● **To do**
Change "boy" to "child" throughout the data below and write out all the lines again, with nothing else altered.

(Items from a data source)

┌──

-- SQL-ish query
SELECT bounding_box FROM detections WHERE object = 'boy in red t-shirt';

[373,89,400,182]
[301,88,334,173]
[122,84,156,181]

└──

● **Response to this task**
-- SQL-ish query
SELECT bounding_box FROM detections WHERE object = 'child in red t-shirt';

[373,89,400,182]
[301,88,334,173]
[122,84,156,181]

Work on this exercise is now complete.